#### Selected extract
Baldrige Award applicants receive 300 to 1,000 hours of review by at least six experts on the board of examiners, which gives them valuable insights. The experts provide a detailed feedback report on the organization's strengths and opportunities for improvement. Since 1988, 37 companies have received the Baldrige award, which is given in the categories of manufacturing, service, and small business and, beginning in 1999, education and health care. Many thousands of organizations use the Baldrige criteria internally to assess and improve their performance.
The BNQP has stimulated high levels of interest in performance improvement, excellence, sharing and cooperation, and the creation of new information networks within the business and public sectors. Collectively, Baldrige Award recipients, examiners, and NIST staff have given more than 40,000 presentations at conferences worldwide. With a relatively small federal investment, the Baldrige program leverages over $100 million of in-kind contributions from the private sector and state and local organizations.
The proposed FY 2001 appropriation of just over $5 million will be used to manage the annual award competition, conduct a conference at which Baldrige award winners will share their performance excellence strategies, maintain a comprehensive database on state and local quality awards, continually improve the performance excellence criteria that serve as the national standard, and facilitate information sharing among all sectors of the U.S. economy.
"Our companies feel government support for technology research and development is especially critical for projects involving long-term, high-risk, precompetitive initiatives where the initial investment will not be recovered for several years or even decades.... For industry to continue to remain competitive in the global market, an adequate level of funding must be maintained for technology initiatives like the Advanced Technology Program." – American Electronics Association
A high rate of innovation in American industry is crucial to sustaining U.S. global competitiveness, and innovation depends on continued investment in long-term, high-risk research. By co-funding projects, the ATP encourages timely private investments in innovative technologies that have the potential for broad national benefit that otherwise would not be developed in time to be competitive in world markets, because the benefits are too widely spread, the risks are too high, or the research is too costly and complex for any single company to address on its own. The ATP also promotes partnerships among companies of all sizes, universities, and other organizations to undertake such high-risk research.
The ATP has developed a strict selection process, which industry enthusiastically supports. The awards are made on the basis of a strict competitive procedure that considers the scientific and technical merit of each proposal and its potential benefits to the U.S. economy. Each year, the ATP conducts a general competition open to proposals involving any area of technology. The evaluation process begins during the first year of each award and continues for six years beyond the completion of the project.
The ATP conducted 40 competitions from 1990 to 1999. Through 1999, the ATP had selected 468 projects for funding, including 157 joint ventures. More than 1,000 formal participants, including more than 140 different colleges and universities, have been involved, along with 1,000 subcontractors. About 55 percent of all ATP projects are led by small businesses. The awarded projects involve a commitment of over $1.5 billion in NIST funds and $1.5 billion in private-sector funds over their lifetimes. By creating opportunities for new, world-class products, services, and processes, the ATP benefits not only individual project participants but also other companies and industries and, ultimately, consumers and taxpayers.

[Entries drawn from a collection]
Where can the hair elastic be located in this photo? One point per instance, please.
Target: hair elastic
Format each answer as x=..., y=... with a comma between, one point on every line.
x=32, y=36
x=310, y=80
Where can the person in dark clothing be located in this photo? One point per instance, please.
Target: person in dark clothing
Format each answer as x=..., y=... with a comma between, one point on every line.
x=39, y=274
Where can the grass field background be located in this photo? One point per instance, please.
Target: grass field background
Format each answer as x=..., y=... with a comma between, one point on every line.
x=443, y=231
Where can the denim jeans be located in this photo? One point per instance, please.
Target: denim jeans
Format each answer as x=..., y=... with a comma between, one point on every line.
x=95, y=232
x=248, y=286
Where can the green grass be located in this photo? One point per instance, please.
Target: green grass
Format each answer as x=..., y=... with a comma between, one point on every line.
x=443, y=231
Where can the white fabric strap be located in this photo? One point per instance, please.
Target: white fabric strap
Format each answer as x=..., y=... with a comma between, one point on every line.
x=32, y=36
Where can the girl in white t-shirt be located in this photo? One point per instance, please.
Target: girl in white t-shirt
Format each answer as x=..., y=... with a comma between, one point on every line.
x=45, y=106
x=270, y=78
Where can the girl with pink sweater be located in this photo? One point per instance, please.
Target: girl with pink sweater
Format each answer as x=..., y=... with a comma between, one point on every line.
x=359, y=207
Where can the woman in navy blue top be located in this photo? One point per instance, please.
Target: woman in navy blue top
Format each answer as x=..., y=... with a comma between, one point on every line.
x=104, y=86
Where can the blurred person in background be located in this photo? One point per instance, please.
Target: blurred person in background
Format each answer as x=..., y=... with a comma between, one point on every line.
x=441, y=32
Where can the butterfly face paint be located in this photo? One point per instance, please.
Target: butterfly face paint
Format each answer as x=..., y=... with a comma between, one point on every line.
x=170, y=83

#### Work instructions
• 1. In the passage on the Baldrige and Advanced Technology programs, rewrite the stretch from "Baldrige Award applicants" through "improve their performance.", changing "experts" to "reviewers".
• 2. Do these statements agree with the passage on the Baldrige and Advanced Technology programs? Answer yes or no for each, and quote the words that decide it.
(a) Since 1988, 37 companies have received the Baldrige award.
(b) The ATP's yearly general competition accepts proposals only in certain fields of technology.
(c) About 55 percent of ATP projects are led by small businesses.
• 3. Pick up the passage on the Baldrige and Advanced Technology programs after its last sentence and keep writing.

#### Answer list
• 1.
Baldrige Award applicants receive 300 to 1,000 hours of review by at least six reviewers on the board of examiners, which gives them valuable insights. The reviewers provide a detailed feedback report on the organization's strengths and opportunities for improvement. Since 1988, 37 companies have received the Baldrige award, which is given in the categories of manufacturing, service, and small business and, beginning in 1999, education and health care. Many thousands of organizations use the Baldrige criteria internally to assess and improve their performance.

• 2.
(a) Yes: "Since 1988, 37 companies have received the Baldrige award"
(b) No: "Each year, the ATP conducts a general competition open to proposals involving any area of technology."
(c) Yes: "About 55 percent of all ATP projects are led by small businesses."

• 3.
"The National MEP Program is filling the need to strengthen the global competitiveness of America's smaller manufacturers ... the MEP program is a great example of a program that works—a program that transfers manufacturing technology at low cost." – Dean Garritson, Vice President, Small and Medium Manufacturers, National Association of Manufacturers
The MEP strengthens the technological capability, productivity, and global competitiveness of small and medium-sized U.S.-based manufacturers by providing access to industrial resources, services, and expertise. Centered on best practices, manufacturing methodologies, and training, these resources, services, and expertise are provided through a nationwide network of manufacturing extension centers. More than 400 MEP centers and field offices nationwide are cost-shared, cooperative efforts of NIST, state and local governments, and local extension service providers. Each center uses the network to provide cost-effective services that are responsive to the needs of local manufacturers.
The MEP has the only nationwide service delivery system of its kind, public or private. The partnership has demonstrated the capability to transfer technologies and techniques to small and medium-sized manufacturers, as well as the capability to link these manufacturers with organizations that provide essential services. The MEP also has developed a tradition of partnering with other government agencies. For example, the MEP partnered with the U.S. Department of Agriculture (USDA) and Small Business Administration (SBA) to distribute an extremely successful Y2K tool kit to small manufacturers, farmers, and other small businesses.
The MEP has succeeded in its initial goal of placing critically needed extension services within reach of small and medium-sized manufacturers in all 50 states, the District of Columbia, and Puerto Rico. In 1999, the network's more than 2,000 manufacturing engineering, and other specialists provided services to more than 26,600 enterprises.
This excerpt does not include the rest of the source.